(Point localization data)
-- Opening Marker --
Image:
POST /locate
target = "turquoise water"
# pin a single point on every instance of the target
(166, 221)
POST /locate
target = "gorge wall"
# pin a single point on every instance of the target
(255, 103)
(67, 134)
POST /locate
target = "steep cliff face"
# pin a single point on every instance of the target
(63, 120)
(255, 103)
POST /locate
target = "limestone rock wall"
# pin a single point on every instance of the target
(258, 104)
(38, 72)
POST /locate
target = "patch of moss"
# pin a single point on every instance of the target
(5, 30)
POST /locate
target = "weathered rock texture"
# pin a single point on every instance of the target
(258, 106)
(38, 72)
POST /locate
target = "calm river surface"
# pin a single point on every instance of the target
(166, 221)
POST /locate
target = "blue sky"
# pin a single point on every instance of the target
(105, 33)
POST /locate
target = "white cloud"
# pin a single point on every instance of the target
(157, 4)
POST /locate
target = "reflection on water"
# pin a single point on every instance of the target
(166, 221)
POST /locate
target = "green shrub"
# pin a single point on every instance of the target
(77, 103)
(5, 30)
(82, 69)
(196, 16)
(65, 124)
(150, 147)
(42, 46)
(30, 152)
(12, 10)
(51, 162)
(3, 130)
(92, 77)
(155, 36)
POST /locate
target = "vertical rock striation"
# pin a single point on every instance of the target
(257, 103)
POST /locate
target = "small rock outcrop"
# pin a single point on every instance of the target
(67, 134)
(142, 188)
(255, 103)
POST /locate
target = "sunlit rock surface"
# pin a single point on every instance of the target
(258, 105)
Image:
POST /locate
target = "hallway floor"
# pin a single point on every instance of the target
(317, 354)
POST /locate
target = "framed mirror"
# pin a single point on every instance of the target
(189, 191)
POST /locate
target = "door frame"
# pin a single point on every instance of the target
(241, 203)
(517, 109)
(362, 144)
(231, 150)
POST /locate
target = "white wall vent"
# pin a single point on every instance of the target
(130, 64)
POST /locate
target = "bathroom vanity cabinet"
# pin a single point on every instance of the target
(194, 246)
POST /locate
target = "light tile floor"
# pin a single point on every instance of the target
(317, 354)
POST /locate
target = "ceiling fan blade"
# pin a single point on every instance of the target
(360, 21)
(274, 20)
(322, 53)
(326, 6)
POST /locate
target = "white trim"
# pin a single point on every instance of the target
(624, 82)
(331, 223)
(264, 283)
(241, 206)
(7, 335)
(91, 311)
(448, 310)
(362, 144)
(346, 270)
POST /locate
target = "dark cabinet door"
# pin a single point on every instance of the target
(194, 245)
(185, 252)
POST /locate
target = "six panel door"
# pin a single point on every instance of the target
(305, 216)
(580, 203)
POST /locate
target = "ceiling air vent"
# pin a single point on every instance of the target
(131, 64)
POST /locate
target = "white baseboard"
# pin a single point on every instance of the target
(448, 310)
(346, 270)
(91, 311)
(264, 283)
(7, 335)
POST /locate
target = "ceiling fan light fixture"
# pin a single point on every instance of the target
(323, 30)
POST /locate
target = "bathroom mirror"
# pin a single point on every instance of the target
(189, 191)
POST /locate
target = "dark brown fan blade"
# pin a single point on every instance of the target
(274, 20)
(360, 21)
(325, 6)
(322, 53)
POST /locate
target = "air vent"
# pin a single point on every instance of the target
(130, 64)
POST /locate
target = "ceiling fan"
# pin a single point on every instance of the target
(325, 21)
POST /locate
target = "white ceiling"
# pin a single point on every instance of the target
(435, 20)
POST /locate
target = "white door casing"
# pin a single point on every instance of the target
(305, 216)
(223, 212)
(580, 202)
-- Closing Marker --
### Task
Each line of the entries holding the string "light" should be found and copied.

### Exercise response
target = "light tile floor"
target = "ceiling fan light fixture"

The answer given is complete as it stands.